DATASET RECORDS: Begin

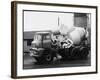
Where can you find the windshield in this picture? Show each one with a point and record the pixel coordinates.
(38, 37)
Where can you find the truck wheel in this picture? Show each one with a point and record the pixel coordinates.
(75, 53)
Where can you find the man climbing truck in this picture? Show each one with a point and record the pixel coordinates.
(46, 46)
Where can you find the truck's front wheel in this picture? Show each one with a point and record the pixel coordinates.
(47, 57)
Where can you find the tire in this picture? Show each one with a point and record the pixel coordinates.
(46, 57)
(75, 53)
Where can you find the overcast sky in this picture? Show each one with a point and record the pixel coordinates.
(35, 21)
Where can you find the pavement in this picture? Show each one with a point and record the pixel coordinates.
(30, 63)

DATASET RECORDS: End

◆ **YOUR GOAL**
Leave the pictures out and output the rest of the data word for word.

◆ **REPLY TO THE EXERCISE**
Where can you find the windshield in this picture? Show each one with a point and record the pixel coordinates.
(38, 37)
Where can you find the truck wheel in this picture? Show each one with a point and record the pixel coordinates.
(75, 53)
Where can you find the man climbing truck in this picture? Show each one with a point and record the pixel coordinates.
(46, 46)
Where can you find the truck's front wheel in this picture? Show each one with a point and record the pixel coordinates.
(47, 57)
Where can you find the tire in this picture? Show each one with a point and record the pixel coordinates.
(46, 57)
(75, 53)
Where can you find the overcast sky in this picture? Show each one with a point and record the pixel coordinates.
(35, 21)
Where can you find the pavement in this picture? Show each one with a point and record the pixel coordinates.
(30, 63)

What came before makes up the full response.